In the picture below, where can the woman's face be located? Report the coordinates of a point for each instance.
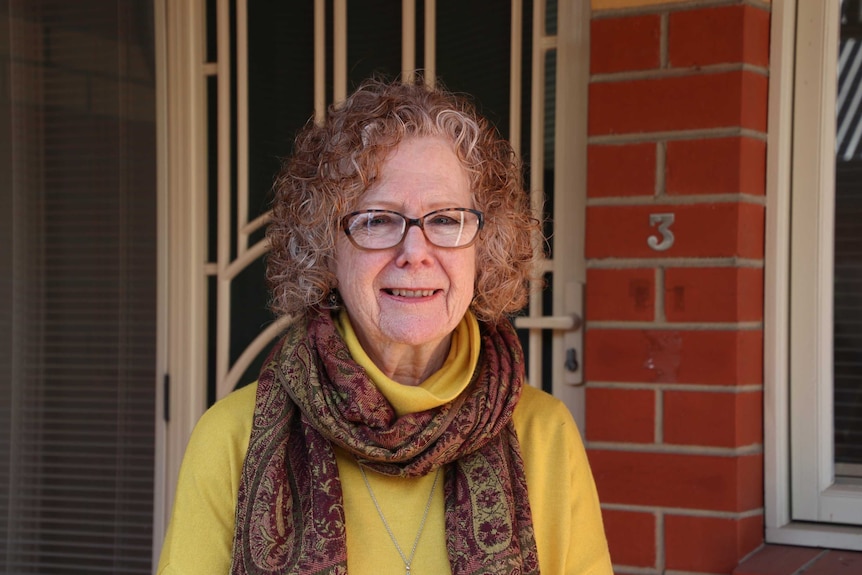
(415, 293)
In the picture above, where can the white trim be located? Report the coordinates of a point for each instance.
(224, 149)
(780, 528)
(339, 50)
(160, 479)
(570, 196)
(811, 275)
(408, 41)
(184, 166)
(537, 188)
(430, 43)
(319, 61)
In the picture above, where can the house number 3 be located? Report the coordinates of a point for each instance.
(663, 221)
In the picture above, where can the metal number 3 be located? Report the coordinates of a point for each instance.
(663, 221)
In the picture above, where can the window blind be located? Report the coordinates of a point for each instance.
(847, 325)
(78, 389)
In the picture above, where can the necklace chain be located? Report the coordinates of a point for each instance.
(407, 561)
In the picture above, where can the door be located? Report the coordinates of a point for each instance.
(249, 74)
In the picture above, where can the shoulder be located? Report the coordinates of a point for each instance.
(541, 412)
(547, 432)
(223, 431)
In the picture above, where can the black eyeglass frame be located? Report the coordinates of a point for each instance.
(410, 222)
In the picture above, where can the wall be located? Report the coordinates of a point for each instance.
(674, 352)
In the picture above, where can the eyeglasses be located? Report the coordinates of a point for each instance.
(383, 229)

Work task
In your copy, reproduce the data above exactly and skip every picture.

Solution to the exercise
In the picture below, where can the woman's face be located? Report the coordinates of a point for each instance.
(415, 293)
In the picture above, where can the white trim be located? Report the coordinates of a point for each instance.
(224, 149)
(780, 528)
(339, 50)
(160, 479)
(570, 196)
(811, 275)
(408, 41)
(184, 166)
(537, 188)
(430, 43)
(319, 61)
In the picture above, where can the house number 3 be located? Report the coordinates of a point for each instance.
(663, 221)
In the picture above, where can the metal number 3 be located? Report the coordinates of a point for each instance.
(663, 221)
In the picture above, where can the window blind be located? Report the coordinates of a point for each instance.
(847, 325)
(78, 389)
In the picture above, where can the necklace chain be located? Report the coordinates of a point for each instance.
(407, 561)
In the picture above, where can the door be located? Report the coordinates of a point for each instance.
(249, 74)
In the picture above, where can the shoulder be located? Report the coordinates of a point for each instance.
(541, 412)
(547, 432)
(223, 431)
In the picture above, where can the black eyeglass frame be located? Report the coordinates of a point for each instance.
(410, 222)
In the picture above, where can the wall be located? Report the coordinates of a point for each instance.
(674, 352)
In the picture above, where can the eyeglasses be located? Report the coordinates of a point for each instance.
(383, 229)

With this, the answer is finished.